* _CHALLENGE 1_: Report every line of the records that contains the string "dirt". Case counts.
==*==
[<prev] [next>] [thread-next>] [day] [month] [year] [list]
Message-ID: <20100322184127.GA3952@redhat.com>
Date: Mon, 22 Mar 2010 19:41:27 +0100
From: Oleg Nesterov <oleg@...hat.com>
To: Andrew Morton <akpm@...ux-foundation.org>
Cc: Alexey Dobriyan <adobriyan@...il.com>,
"Eric W. Biederman" <ebiederm@...ssion.com>,
Roland McGrath <roland@...hat.com>,
linux-kernel@...r.kernel.org
Subject: [PATCH -mm 0/3] proc: task->signal can't be NULL
With the recent changes in -mm it is always safe to dereference
task->signal. It can't be NULL and it is pinned to task_struct.
fs/proc becomes the only valid user of signal->count which should
either die or become "int nr_threads".
Alexey, Eric.
Can't we kill this counter? Afaics, get_nr_threads() doesn't need to
be "precise", we probably can estimate the number of threads using
signal->live (yes sure, we can't use ->live as nr_threads).
Except: first_tid() uses get_nr_threads() for optimization. Is this
optimization really important? Afaics, it only helps in the unlikely
case, probably in that case the extra lockless while_each_thread()
doesn't hurt.
==*==
* _CHALLENGE 2_:
Answer these questions about the email above:
(a) Who sent the message?
(b) According to the message, what should signal->count either die or become?
(c) Which function does the sender say uses get_nr_threads() for optimization?

(Collected data)
==*==
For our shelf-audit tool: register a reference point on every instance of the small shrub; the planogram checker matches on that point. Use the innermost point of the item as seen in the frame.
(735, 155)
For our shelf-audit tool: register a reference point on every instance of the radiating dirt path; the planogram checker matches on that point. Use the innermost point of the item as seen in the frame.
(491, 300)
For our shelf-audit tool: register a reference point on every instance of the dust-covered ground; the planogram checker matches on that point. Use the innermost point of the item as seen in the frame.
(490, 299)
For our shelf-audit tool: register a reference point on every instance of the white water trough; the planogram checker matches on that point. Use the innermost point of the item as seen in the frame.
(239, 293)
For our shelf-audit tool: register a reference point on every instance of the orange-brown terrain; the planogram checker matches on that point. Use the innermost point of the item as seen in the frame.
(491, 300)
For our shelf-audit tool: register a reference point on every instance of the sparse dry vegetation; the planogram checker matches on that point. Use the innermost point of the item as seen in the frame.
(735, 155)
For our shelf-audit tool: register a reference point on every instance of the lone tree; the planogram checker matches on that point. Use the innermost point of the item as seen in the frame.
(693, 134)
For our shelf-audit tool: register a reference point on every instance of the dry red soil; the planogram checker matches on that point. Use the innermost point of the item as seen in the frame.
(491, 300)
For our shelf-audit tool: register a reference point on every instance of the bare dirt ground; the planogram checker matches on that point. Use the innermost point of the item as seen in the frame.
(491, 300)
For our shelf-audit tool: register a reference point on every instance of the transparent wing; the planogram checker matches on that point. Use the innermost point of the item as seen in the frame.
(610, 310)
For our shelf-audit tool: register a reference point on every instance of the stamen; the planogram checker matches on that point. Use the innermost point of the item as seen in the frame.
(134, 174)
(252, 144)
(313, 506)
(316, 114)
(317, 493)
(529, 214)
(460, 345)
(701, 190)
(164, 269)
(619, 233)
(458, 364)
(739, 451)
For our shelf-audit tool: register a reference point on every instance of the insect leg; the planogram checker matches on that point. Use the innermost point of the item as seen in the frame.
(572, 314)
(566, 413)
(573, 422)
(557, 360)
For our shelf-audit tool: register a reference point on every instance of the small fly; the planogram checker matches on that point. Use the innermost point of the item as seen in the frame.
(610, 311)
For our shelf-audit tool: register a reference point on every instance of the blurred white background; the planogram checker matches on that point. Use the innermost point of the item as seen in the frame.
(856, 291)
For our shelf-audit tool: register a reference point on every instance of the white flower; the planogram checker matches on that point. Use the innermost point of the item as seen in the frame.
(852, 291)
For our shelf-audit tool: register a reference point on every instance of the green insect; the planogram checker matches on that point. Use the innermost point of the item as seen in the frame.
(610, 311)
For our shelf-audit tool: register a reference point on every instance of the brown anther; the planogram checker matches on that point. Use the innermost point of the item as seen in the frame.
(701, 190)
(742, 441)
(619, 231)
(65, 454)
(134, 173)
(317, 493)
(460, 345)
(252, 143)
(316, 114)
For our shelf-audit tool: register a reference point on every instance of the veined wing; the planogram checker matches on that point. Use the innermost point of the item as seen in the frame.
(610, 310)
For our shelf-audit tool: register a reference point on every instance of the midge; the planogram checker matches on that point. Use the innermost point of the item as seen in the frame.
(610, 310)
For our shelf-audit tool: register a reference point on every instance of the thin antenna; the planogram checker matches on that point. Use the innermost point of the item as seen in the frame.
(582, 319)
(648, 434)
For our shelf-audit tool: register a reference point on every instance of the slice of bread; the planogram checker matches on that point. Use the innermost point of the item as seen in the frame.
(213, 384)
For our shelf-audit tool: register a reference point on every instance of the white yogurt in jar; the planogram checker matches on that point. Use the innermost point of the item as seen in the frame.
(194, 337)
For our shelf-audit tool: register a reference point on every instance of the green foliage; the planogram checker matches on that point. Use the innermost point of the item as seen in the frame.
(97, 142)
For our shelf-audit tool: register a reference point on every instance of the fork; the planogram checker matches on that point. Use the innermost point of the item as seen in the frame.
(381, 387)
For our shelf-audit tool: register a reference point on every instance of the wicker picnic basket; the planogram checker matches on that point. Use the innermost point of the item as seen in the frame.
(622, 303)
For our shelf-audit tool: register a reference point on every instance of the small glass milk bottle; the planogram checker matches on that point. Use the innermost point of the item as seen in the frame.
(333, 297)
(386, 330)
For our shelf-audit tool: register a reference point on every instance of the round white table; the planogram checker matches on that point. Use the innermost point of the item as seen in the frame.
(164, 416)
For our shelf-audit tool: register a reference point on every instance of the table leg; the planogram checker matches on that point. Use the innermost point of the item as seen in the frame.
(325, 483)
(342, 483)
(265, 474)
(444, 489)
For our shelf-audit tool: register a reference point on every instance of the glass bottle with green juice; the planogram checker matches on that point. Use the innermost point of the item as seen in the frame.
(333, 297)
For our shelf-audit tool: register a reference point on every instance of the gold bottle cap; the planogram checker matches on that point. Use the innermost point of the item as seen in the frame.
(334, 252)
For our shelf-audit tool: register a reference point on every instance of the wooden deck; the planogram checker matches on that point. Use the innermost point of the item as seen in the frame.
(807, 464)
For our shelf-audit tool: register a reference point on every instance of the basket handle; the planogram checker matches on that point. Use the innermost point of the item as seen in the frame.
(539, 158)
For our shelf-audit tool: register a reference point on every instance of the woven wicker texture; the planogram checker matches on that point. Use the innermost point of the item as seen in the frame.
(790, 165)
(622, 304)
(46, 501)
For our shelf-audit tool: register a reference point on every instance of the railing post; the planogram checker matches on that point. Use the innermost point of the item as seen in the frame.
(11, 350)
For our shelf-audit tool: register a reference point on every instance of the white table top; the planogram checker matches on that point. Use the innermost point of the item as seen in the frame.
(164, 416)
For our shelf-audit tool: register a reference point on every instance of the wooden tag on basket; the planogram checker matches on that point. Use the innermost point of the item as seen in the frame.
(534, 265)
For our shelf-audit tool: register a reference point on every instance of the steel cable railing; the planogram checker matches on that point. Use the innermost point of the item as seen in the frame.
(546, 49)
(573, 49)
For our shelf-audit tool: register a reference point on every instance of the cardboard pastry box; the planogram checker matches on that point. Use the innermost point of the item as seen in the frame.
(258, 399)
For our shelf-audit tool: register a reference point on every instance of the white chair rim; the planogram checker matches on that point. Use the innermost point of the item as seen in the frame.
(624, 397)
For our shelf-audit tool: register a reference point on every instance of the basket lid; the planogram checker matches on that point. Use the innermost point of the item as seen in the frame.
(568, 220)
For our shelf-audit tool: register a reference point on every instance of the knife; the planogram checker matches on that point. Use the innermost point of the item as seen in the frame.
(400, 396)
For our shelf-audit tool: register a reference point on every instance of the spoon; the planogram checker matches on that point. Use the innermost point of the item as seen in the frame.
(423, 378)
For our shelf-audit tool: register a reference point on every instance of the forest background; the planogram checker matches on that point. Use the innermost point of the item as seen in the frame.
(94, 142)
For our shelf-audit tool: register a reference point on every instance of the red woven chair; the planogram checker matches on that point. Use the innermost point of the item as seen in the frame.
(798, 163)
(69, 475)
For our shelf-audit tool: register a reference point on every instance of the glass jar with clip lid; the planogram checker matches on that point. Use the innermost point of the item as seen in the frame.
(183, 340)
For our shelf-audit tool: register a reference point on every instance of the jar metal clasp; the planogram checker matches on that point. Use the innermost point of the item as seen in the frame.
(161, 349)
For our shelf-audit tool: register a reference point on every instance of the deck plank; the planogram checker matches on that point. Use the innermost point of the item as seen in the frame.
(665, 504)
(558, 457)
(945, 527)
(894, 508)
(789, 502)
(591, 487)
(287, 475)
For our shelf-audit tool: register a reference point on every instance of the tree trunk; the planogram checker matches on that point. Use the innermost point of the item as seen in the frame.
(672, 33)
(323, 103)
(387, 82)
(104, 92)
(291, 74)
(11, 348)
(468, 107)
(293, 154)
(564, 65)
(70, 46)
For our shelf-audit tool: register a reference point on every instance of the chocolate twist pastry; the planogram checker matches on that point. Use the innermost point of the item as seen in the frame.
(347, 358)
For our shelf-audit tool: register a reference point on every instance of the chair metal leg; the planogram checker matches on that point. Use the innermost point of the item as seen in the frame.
==*==
* _FINISHED ANSWER 1_:
For our shelf-audit tool: register a reference point on every instance of the radiating dirt path; the planogram checker matches on that point. Use the innermost point of the item as seen in the frame.
For our shelf-audit tool: register a reference point on every instance of the bare dirt ground; the planogram checker matches on that point. Use the innermost point of the item as seen in the frame.

* _FINISHED ANSWER 2_:
(a) Oleg Nesterov
(b) "int nr_threads"
(c) first_tid()